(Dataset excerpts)
□ □ □
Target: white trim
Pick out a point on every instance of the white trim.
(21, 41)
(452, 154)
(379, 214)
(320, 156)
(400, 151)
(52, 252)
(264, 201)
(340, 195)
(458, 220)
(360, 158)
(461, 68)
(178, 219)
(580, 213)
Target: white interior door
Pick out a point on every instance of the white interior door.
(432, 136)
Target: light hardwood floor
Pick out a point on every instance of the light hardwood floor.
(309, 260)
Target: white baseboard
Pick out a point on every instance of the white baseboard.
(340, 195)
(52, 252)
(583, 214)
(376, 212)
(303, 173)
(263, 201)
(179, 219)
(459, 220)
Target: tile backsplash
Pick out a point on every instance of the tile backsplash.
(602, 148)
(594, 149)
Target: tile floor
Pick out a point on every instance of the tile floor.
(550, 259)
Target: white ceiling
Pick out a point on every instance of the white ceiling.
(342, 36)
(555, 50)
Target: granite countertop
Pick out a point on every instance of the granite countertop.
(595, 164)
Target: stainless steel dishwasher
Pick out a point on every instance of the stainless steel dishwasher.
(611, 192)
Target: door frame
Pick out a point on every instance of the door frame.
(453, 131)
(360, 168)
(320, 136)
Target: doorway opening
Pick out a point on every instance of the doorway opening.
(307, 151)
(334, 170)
□ □ □
▸ **Your task**
Return exactly what appears in the records from the line with "Target: doorway opening" through the final line, and nothing else.

▸ **Solution for this exercise**
Target: doorway opening
Pick out a point on every instance of the doorway opening.
(307, 151)
(334, 170)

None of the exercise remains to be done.